─── Input records ───
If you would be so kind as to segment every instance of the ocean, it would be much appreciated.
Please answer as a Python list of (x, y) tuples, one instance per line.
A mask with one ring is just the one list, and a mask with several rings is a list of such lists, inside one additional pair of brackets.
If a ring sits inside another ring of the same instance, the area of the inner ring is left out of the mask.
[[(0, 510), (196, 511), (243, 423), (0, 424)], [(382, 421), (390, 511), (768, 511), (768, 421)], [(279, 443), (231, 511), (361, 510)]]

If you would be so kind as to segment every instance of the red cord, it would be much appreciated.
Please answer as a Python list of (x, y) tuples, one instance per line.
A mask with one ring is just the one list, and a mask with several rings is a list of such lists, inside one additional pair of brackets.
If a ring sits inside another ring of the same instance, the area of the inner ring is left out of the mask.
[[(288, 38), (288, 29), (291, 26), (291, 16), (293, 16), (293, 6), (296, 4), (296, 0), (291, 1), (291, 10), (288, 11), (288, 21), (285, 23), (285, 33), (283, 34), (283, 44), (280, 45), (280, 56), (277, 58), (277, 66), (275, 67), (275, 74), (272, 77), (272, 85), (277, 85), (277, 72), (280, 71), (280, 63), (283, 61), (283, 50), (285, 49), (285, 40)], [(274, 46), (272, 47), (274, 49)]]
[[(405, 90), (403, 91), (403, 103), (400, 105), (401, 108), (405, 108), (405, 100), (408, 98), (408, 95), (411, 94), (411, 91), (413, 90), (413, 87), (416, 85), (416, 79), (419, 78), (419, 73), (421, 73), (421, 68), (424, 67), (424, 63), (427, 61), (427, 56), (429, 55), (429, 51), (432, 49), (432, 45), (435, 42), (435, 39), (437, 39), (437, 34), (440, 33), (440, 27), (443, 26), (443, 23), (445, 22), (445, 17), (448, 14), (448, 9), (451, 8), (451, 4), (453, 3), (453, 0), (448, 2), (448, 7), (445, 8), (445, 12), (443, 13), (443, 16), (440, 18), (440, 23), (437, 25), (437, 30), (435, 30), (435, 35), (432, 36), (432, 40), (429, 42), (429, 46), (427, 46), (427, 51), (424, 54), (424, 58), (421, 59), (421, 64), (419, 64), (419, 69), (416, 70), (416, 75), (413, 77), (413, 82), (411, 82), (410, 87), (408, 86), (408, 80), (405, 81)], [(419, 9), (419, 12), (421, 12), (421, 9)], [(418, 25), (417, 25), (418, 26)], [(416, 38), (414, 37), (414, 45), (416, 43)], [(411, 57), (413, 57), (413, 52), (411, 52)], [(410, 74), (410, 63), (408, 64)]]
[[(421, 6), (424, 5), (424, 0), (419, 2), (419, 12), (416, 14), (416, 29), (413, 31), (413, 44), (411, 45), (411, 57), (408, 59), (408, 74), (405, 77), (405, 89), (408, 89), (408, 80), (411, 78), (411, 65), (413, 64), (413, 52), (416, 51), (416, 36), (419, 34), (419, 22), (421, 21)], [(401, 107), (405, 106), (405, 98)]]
───
> [Stated problem] Copy out every one of the lines above word for word, changing nothing.

> [Worked solution]
If you would be so kind as to segment every instance of the ocean, it would be much appreciated.
Please answer as a Python list of (x, y) tuples, one instance per line.
A mask with one ring is just the one list, and a mask with several rings is a list of such lists, inside one additional pair of brackets.
If a ring sits inside another ring of the same instance, the area of the inner ring is left out of the mask.
[[(0, 510), (196, 511), (243, 423), (0, 424)], [(382, 421), (390, 511), (768, 511), (768, 421)], [(279, 443), (231, 511), (361, 510)]]

If you would be so kind as to segment every instance of the red cord, it would be much appreciated.
Please answer as a Python list of (x, y) tuples, one instance per line.
A mask with one ring is just the one list, and a mask with several rings is a list of such lists, inside one additional pair of brackets.
If a ring sits inside another ring of the same instance, the area of the inner ring is left out of the mask.
[[(288, 38), (288, 29), (291, 26), (291, 16), (293, 16), (293, 6), (296, 4), (296, 0), (291, 1), (291, 10), (288, 11), (288, 21), (285, 23), (285, 33), (283, 34), (283, 44), (280, 45), (280, 56), (277, 58), (277, 66), (275, 67), (275, 74), (272, 77), (272, 85), (277, 85), (277, 72), (280, 71), (280, 63), (283, 61), (283, 50), (285, 49), (285, 40)], [(274, 46), (272, 47), (274, 49)]]
[[(405, 90), (403, 91), (403, 103), (400, 105), (401, 108), (405, 108), (405, 100), (408, 98), (408, 95), (411, 94), (411, 91), (413, 90), (413, 87), (416, 85), (416, 79), (419, 78), (419, 73), (421, 73), (421, 68), (424, 67), (424, 63), (427, 61), (427, 56), (429, 55), (429, 51), (432, 49), (432, 45), (435, 42), (435, 39), (437, 39), (437, 34), (440, 33), (440, 27), (443, 26), (443, 23), (445, 22), (445, 17), (448, 14), (448, 9), (451, 8), (451, 4), (453, 3), (453, 0), (448, 2), (448, 7), (445, 8), (445, 12), (443, 13), (443, 16), (440, 18), (440, 23), (437, 25), (437, 30), (435, 30), (435, 35), (432, 36), (432, 40), (429, 42), (429, 46), (427, 46), (427, 51), (424, 54), (424, 58), (421, 59), (421, 64), (419, 64), (419, 69), (416, 70), (416, 75), (413, 77), (413, 82), (411, 82), (410, 87), (408, 86), (408, 80), (405, 81)], [(419, 9), (419, 12), (421, 12), (421, 9)], [(418, 25), (417, 25), (418, 26)], [(416, 38), (414, 37), (414, 45), (416, 43)], [(411, 57), (413, 57), (413, 52), (411, 52)], [(410, 74), (410, 63), (408, 64)]]
[[(421, 6), (424, 5), (424, 0), (419, 2), (419, 12), (416, 14), (416, 29), (413, 31), (413, 44), (411, 45), (411, 57), (408, 59), (408, 74), (405, 77), (405, 89), (408, 89), (408, 80), (411, 78), (411, 65), (413, 64), (413, 52), (416, 51), (416, 36), (419, 34), (419, 22), (421, 21)], [(401, 107), (405, 106), (405, 98)]]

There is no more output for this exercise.